#### YOUR TASK
Reproduce all records exactly.

Raw records:
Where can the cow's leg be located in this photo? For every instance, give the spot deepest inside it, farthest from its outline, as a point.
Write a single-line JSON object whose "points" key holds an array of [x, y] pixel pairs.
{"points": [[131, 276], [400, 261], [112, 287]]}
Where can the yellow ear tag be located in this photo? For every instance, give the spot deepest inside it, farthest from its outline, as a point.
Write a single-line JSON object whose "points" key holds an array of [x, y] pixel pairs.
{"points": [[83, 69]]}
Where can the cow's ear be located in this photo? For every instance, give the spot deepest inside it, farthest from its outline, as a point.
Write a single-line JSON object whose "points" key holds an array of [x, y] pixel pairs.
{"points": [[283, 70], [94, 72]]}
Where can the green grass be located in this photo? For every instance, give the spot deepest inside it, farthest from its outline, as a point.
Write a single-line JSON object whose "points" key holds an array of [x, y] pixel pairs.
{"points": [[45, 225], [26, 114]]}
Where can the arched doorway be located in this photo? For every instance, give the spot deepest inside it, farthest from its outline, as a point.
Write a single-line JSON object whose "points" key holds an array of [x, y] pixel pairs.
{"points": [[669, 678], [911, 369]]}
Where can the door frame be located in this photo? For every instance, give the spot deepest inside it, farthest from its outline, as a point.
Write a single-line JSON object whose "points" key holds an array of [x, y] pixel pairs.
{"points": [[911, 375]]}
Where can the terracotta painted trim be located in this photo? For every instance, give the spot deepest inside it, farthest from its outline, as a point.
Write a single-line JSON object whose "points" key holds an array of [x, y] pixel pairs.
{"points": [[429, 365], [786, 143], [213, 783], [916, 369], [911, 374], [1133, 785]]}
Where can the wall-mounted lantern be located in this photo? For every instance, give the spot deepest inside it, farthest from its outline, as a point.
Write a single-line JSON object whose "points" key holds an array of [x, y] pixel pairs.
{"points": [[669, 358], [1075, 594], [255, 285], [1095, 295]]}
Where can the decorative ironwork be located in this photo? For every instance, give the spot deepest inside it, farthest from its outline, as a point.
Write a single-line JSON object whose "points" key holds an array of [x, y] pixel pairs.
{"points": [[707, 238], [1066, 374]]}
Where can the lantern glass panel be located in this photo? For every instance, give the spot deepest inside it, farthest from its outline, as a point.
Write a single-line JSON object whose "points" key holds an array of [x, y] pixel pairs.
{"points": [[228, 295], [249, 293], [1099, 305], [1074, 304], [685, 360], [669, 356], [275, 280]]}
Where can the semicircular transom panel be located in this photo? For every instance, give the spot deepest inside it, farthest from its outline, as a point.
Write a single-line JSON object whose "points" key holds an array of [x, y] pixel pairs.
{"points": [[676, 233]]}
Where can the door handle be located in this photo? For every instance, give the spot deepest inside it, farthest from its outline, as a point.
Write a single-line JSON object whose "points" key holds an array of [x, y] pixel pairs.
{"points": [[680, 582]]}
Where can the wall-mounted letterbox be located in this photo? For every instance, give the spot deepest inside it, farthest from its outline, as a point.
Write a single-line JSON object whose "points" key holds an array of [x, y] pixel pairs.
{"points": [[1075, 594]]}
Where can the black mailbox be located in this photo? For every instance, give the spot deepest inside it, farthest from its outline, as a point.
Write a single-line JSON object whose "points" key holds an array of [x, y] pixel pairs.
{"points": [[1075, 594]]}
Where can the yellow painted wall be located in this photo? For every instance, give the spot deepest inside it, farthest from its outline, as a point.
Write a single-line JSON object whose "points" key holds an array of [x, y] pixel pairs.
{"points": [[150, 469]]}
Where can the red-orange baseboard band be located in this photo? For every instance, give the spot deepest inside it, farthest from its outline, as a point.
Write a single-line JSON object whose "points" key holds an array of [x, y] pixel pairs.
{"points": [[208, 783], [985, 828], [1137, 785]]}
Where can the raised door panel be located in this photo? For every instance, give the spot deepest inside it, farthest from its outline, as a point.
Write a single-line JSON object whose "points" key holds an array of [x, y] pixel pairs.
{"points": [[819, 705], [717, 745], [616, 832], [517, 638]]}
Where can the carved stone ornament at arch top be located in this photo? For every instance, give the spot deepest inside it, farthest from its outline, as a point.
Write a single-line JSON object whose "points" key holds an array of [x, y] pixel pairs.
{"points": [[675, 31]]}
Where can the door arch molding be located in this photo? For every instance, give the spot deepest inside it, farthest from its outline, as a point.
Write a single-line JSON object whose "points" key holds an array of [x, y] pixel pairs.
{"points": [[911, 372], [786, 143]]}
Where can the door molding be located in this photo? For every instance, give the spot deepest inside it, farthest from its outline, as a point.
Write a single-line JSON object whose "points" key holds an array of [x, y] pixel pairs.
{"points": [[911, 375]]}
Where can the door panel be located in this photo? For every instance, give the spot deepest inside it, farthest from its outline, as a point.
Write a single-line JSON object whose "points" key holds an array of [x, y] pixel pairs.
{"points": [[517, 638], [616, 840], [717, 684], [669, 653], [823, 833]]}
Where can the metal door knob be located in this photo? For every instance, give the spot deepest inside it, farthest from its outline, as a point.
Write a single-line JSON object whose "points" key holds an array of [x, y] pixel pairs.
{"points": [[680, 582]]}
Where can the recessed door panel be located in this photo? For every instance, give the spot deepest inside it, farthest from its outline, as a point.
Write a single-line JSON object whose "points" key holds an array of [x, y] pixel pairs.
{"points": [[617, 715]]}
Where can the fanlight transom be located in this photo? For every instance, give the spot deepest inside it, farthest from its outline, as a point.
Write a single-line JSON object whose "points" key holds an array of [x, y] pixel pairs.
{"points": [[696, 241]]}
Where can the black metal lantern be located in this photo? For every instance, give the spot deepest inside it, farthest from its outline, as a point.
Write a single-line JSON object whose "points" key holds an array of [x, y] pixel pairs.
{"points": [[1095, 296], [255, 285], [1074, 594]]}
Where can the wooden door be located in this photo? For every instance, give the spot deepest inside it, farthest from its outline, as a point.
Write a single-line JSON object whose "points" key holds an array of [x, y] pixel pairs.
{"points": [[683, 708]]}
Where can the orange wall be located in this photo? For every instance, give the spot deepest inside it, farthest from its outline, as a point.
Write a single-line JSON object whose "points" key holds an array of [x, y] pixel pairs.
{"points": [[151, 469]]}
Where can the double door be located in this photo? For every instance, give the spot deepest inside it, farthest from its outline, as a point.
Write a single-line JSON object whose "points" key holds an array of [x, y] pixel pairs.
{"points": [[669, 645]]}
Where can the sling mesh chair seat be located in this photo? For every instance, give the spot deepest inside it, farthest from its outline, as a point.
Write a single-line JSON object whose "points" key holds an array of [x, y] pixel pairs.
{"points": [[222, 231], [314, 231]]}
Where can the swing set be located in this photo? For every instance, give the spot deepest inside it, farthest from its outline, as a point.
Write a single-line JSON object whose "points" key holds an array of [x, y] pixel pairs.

#### IN RESPONSE
Where can the cow's leg be located in this photo? For every instance, give the spot deepest inside it, farthest from its outline, as a point.
Write a single-line JSON object whose "points" key holds an array of [x, y] pixel pairs.
{"points": [[131, 276], [400, 261], [112, 287]]}
Where can the yellow ear tag be located in this photo? For every instance, give the spot deepest inside it, farthest from its outline, as a point.
Write a single-line JSON object whose "points" key holds an array of [x, y] pixel pairs.
{"points": [[83, 69]]}
Where can the cow's ear be located in this photo? For every instance, give the spot deepest inside it, farthest from its outline, as a point.
Write a single-line JSON object whose "points" key holds an array of [x, y] pixel pairs.
{"points": [[283, 70], [94, 72]]}
Where can the green grass be located in this photo? For every instance, give the spot deepest inside it, farthest from its outline, as a point.
Write a single-line JSON object whose "points" key holds an array of [x, y] pixel pairs.
{"points": [[45, 225], [26, 114]]}
Where can the arched doorway be located in this photo? For every instance, give the spot deepest inside it, farthest from its outline, as a point.
Write a single-line JSON object whose "points" key holds an array of [x, y] pixel pairs.
{"points": [[669, 678], [911, 369]]}
Where can the door frame be located in this photo? For every instance, give the spot deepest inside it, farthest from its outline, as a point.
Write a single-line JSON object whose "points" key holds an array of [x, y] pixel pairs.
{"points": [[911, 375]]}
Where can the terracotta painted trim be located in this photo? For every instance, give the spot deepest inside it, farthest from its outline, as a point.
Write a single-line JSON object whose "points" key holds an array of [x, y] pixel pairs.
{"points": [[429, 365], [786, 143], [213, 783], [916, 369], [911, 374], [1133, 785]]}
Where can the wall-mounted lantern be located in this photo? For every instance, give the spot deepest inside it, farthest from its outline, as a point.
Write a single-line JSON object whose "points" key holds an array of [x, y] pixel pairs.
{"points": [[669, 358], [1075, 594], [255, 285], [1095, 295]]}
Where can the decorative ironwork be located in this photo? For every instance, give the spot deepest inside it, farthest from its outline, as a point.
Write a single-line JSON object whose "points" key holds an array of [x, y] pixel pairs.
{"points": [[707, 238], [1066, 374]]}
Where can the lantern glass panel be located in this photo? For every instance, give the spot deepest inside it, farthest from its outline, as a point.
Write a single-line JSON object whose "points" key holds an array of [x, y] pixel pairs.
{"points": [[228, 295], [249, 293], [1099, 305], [1074, 304], [685, 360], [669, 356], [275, 280]]}
Where can the semicircular transom panel be located in this photo? For every instance, give the spot deepest inside it, farthest from its outline, as a point.
Write a single-line JSON object whose "points" key holds an array of [x, y] pixel pairs.
{"points": [[676, 233]]}
Where can the door handle be located in this photo? For every instance, give the spot deepest inside it, farthest from its outline, as a point.
Write a single-line JSON object whose "points" key holds an array of [x, y] pixel pairs.
{"points": [[680, 582]]}
Where can the wall-mounted letterbox be located in this photo? For every instance, give the spot deepest inside it, farthest from its outline, as a point.
Write a single-line JSON object whose "points" key holds an array of [x, y] pixel pairs.
{"points": [[1075, 594]]}
Where can the black mailbox be located in this photo? For every instance, give the spot deepest inside it, farthest from its outline, as a point.
Write a single-line JSON object whose "points" key holds an array of [x, y] pixel pairs.
{"points": [[1075, 594]]}
Where can the yellow painted wall be located in this photo? For every instance, give the spot deepest inside it, farthest from its outline, as a point.
Write a single-line JSON object whose "points" key holds an array of [x, y] pixel pairs.
{"points": [[150, 469]]}
Where can the red-orange baseboard band be located in this photo? For every instance, give the spot deepest inside it, farthest from its outline, as a point.
Write a single-line JSON object whose "points" key holds an array of [x, y] pixel pairs.
{"points": [[208, 783], [985, 828], [1137, 785]]}
Where can the raised door panel be located in this photo? For every instance, give the spot deepest inside it, farthest from its outline, as a point.
Write a single-line JSON object whose "points" key holds an array of [x, y] pixel pairs.
{"points": [[819, 705], [717, 745], [616, 832], [517, 638]]}
Where can the carved stone ornament at arch top be located in this photo? For every instance, give the spot deepest inside it, farthest from its outline, as a point.
Write a single-line JSON object whose "points" key holds an array of [x, y] pixel pairs.
{"points": [[675, 31]]}
Where can the door arch molding be located in this photo? For every instance, give the spot deepest inside it, farthest from its outline, as a point.
Write a single-line JSON object whose "points" key holds an array of [x, y] pixel pairs.
{"points": [[911, 372], [786, 143]]}
Where can the door molding be located in this photo? For every instance, give the spot deepest inside it, farthest from its outline, as a point.
Write a single-line JSON object whose "points" key holds an array of [x, y] pixel pairs.
{"points": [[911, 375]]}
Where can the door panel be located in this photo? For every instance, give the spot deepest inside it, farthest from its outline, as a point.
Write a single-line JSON object whose "points" key holds an array of [x, y] pixel pairs.
{"points": [[517, 638], [616, 840], [717, 684], [669, 653], [823, 833]]}
Where can the metal door knob be located in this photo? For every instance, give the spot deepest inside it, farthest from its outline, as a point.
Write a single-line JSON object whose "points" key holds an array of [x, y] pixel pairs.
{"points": [[680, 582]]}
Where can the recessed door panel be located in this photo? For every instance, give the spot deepest inside it, farthest from its outline, as a point.
Write a single-line JSON object whose "points" key holds an array of [x, y] pixel pairs.
{"points": [[617, 715]]}
Where can the fanlight transom be located in this photo? For every instance, give the spot deepest inside it, farthest from its outline, as a point.
Write a single-line JSON object whose "points" key holds an array of [x, y] pixel pairs.
{"points": [[696, 241]]}
Where can the black metal lantern be located in this photo? For every instance, give the spot deepest inside it, farthest from its outline, as a point.
Write a single-line JSON object whose "points" key holds an array of [x, y] pixel pairs.
{"points": [[1095, 296], [255, 285], [1074, 594]]}
Where can the wooden door be located in this photo? For every instance, give the spot deepest inside it, farthest from its outline, as a point.
Write a single-line JSON object whose "points" key holds an array of [x, y] pixel pairs.
{"points": [[683, 708]]}
Where can the orange wall be located in this photo? For every instance, give the spot deepest inside it, farthest from its outline, as a point.
Write a single-line JSON object whose "points" key holds an array of [x, y] pixel pairs.
{"points": [[151, 469]]}
Where can the double door be located in this photo? For every instance, give the spot deepest inside it, farthest from its outline, as a point.
Write a single-line JSON object whose "points" key holds an array of [x, y] pixel pairs.
{"points": [[669, 645]]}
Where can the sling mesh chair seat be located in this photo? For every instance, give the spot deepest inside it, farthest from its outline, as a point.
Write a single-line JSON object whose "points" key holds an array of [x, y] pixel pairs.
{"points": [[222, 231], [314, 231]]}
Where can the swing set be located in this photo? For every instance, give the spot deepest inside it, farthest from its outline, as a point.
Write a single-line JSON object whose "points" key holds an array of [x, y] pixel pairs.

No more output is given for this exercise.